Problem statement
Output only the stretch of the listing that starts at the line containing "column 72, row 363" and ends at the line containing "column 633, row 97", reproduced exactly with both ends.

%%

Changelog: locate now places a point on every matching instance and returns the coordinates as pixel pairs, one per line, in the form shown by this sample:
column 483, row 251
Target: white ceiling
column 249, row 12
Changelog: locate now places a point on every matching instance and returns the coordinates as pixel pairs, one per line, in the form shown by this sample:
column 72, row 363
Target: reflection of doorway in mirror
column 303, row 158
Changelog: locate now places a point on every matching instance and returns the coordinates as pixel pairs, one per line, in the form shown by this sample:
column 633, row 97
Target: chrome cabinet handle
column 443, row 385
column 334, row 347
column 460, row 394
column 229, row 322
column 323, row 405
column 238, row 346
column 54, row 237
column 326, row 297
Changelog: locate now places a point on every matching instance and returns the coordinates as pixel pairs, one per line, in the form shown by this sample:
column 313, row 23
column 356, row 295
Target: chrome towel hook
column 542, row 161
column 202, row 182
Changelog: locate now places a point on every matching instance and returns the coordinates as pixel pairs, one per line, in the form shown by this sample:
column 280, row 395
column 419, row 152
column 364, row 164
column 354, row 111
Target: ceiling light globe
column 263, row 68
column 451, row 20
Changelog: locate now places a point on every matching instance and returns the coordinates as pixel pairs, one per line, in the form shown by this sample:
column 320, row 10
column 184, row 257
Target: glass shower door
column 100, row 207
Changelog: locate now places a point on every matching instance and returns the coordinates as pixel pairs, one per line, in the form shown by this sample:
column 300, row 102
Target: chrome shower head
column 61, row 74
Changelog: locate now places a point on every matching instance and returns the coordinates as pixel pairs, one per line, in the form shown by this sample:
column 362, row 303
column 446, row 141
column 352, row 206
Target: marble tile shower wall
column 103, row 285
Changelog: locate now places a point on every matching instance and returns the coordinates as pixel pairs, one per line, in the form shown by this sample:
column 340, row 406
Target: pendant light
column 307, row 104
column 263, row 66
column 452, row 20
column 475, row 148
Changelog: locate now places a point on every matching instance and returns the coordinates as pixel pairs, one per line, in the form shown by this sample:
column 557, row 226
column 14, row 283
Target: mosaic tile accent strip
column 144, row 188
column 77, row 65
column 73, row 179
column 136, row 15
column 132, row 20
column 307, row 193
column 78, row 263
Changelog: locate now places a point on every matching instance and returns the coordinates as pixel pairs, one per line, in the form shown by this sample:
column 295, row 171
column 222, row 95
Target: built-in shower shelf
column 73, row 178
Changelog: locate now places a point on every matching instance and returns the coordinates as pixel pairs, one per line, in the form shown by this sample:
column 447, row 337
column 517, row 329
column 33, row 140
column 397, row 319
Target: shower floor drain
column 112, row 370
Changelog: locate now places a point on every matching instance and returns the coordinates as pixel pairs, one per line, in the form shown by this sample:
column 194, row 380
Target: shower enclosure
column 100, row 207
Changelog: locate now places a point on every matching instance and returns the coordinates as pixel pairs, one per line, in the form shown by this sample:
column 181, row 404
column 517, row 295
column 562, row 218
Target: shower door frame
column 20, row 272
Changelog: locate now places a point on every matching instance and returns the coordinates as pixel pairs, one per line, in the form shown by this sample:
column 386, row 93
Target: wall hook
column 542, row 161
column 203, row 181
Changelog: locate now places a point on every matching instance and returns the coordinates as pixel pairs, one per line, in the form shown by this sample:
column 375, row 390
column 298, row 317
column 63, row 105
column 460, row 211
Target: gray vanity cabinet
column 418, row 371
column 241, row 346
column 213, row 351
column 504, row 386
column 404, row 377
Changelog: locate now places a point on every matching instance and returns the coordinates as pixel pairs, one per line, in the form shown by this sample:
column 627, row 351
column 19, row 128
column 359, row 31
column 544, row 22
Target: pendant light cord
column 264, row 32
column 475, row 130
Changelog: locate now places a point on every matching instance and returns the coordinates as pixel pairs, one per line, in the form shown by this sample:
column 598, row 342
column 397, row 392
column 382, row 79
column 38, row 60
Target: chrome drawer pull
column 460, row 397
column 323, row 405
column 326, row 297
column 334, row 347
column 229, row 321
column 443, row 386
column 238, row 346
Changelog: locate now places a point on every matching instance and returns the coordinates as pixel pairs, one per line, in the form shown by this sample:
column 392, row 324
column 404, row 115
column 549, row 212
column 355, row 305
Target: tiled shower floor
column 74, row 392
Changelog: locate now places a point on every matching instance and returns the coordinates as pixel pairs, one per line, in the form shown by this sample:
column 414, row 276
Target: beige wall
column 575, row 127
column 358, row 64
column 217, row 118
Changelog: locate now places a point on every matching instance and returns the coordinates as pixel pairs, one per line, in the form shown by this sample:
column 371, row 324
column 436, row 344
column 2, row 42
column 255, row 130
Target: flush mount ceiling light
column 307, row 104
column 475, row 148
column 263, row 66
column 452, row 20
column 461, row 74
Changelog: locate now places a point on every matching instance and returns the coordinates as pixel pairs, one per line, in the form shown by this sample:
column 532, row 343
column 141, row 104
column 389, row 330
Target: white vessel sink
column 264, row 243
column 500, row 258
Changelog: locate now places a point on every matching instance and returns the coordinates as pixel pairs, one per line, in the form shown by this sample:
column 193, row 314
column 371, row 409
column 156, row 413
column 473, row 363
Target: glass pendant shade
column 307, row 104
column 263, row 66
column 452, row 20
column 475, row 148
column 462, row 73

%%

Task response
column 72, row 363
Target: reflection of doorway in mirror
column 303, row 158
Changelog: locate now places a point on every matching instance and returns the coordinates as pixel pairs, one per line, in the form shown by this sample:
column 633, row 97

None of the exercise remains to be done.